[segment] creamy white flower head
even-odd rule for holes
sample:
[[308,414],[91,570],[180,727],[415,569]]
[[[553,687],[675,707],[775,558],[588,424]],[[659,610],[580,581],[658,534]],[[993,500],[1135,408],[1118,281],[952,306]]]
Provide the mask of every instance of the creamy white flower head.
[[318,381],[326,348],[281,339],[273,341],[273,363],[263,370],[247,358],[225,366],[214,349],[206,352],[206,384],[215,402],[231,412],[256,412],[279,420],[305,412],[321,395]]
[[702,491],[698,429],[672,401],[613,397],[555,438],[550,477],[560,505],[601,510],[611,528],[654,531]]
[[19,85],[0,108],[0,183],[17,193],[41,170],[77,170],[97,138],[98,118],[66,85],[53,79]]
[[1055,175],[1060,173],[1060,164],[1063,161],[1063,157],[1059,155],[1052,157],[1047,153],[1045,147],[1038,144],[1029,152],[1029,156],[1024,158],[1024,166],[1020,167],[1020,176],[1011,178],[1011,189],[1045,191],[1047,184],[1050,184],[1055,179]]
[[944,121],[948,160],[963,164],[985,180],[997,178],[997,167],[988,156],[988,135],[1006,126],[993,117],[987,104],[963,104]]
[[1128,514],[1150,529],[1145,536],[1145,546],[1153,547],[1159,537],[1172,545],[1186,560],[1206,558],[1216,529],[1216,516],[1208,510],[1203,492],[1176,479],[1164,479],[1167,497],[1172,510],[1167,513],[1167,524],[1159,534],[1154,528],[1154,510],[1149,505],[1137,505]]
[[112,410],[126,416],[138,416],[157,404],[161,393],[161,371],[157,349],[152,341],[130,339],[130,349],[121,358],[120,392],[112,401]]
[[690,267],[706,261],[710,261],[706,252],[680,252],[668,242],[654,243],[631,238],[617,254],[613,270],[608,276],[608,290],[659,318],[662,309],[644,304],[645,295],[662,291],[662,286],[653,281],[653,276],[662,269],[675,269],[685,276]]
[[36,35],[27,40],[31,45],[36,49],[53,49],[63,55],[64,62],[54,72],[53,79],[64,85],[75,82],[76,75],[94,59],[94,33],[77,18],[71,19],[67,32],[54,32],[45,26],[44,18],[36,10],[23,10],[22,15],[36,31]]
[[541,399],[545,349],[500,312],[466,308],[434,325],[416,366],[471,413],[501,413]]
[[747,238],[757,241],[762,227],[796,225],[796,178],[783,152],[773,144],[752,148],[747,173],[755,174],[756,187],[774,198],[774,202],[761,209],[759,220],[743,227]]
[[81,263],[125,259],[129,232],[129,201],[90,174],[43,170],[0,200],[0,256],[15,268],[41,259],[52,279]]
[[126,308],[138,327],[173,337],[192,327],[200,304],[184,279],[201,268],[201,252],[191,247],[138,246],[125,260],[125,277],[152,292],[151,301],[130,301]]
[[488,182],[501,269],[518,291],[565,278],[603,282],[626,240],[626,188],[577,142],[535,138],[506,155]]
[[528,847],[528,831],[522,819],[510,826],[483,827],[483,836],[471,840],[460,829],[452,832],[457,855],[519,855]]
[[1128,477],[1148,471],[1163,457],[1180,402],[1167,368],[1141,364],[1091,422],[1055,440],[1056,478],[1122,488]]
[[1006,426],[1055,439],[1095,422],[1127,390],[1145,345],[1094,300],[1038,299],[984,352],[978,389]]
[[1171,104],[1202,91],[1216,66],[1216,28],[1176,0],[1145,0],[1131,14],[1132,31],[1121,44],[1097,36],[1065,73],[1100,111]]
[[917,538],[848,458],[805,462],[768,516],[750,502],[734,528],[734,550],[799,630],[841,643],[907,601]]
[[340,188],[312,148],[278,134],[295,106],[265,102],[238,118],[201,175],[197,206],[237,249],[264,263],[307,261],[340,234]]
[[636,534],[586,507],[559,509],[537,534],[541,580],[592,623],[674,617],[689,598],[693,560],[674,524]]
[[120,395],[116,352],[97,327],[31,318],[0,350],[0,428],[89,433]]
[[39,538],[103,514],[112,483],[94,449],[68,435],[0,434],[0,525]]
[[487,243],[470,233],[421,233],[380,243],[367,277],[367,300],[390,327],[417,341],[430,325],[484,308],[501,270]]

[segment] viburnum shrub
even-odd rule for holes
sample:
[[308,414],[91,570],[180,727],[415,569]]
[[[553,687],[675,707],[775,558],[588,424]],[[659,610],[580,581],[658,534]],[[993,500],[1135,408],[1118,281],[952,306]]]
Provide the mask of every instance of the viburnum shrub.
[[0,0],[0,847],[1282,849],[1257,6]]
::::::
= STATED PROBLEM =
Turn everything from the first of the lines above down to the line containing "Provide the mask of every instance of the creamy", both included, into a numbered list, leaving out any blank lines.

= SOLUTION TO THE EXERCISE =
1. [segment] creamy white flower head
2. even-odd rule for holes
3. sample:
4. [[308,414],[91,570],[180,727],[415,569]]
5. [[[553,687],[675,707],[775,558],[588,424]],[[659,610],[580,581],[658,534]],[[993,500],[1135,408],[1118,281],[952,306]]]
6. Provide the mask of every instance of the creamy white flower head.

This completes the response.